## [Problem to solve]
Below are the entries; output exactly the lines from the one containing "Can you find the undergrowth?" through the final line, inclusive.

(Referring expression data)
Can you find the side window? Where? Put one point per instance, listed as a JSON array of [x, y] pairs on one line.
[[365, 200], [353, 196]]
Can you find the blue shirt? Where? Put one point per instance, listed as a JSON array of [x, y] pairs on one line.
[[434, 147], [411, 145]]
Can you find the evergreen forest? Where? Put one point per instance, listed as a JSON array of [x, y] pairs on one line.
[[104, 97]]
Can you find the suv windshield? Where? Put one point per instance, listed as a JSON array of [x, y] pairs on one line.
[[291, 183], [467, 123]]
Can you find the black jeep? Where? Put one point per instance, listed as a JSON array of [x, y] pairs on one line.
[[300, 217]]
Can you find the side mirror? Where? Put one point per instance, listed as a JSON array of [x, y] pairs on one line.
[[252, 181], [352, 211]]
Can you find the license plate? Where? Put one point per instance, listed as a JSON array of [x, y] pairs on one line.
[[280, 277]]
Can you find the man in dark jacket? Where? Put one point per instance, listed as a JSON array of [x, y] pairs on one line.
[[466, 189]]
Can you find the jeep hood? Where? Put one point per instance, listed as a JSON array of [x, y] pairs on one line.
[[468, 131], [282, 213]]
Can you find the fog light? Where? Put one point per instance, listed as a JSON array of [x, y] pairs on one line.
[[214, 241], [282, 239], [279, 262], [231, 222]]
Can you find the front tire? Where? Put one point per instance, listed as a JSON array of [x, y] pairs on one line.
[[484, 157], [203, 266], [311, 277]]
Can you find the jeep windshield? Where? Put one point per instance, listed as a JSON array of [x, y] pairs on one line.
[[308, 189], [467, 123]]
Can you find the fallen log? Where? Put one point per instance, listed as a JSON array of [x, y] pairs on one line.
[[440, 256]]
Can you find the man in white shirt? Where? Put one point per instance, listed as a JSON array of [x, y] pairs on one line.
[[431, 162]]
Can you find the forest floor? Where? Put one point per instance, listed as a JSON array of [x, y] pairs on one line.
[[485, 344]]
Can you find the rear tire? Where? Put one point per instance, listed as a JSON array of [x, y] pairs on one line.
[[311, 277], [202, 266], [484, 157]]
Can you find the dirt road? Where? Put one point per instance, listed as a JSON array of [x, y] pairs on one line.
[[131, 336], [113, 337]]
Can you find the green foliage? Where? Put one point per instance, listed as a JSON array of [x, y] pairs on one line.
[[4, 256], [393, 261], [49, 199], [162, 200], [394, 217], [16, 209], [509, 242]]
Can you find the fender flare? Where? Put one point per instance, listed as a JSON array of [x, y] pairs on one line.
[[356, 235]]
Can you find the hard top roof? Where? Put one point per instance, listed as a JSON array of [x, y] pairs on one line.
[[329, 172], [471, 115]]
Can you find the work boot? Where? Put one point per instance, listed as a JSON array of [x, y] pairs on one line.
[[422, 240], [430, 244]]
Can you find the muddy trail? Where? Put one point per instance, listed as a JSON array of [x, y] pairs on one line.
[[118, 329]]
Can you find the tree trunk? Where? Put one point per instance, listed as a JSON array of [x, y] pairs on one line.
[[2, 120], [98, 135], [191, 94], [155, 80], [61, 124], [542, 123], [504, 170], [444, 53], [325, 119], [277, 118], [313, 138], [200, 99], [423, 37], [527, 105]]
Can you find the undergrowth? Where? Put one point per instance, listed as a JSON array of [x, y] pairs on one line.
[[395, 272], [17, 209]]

## [Answer box]
Can you find the undergrowth? Where? Put one point per instance, listed as a JSON array of [x, y] pairs on one line.
[[395, 272], [17, 209]]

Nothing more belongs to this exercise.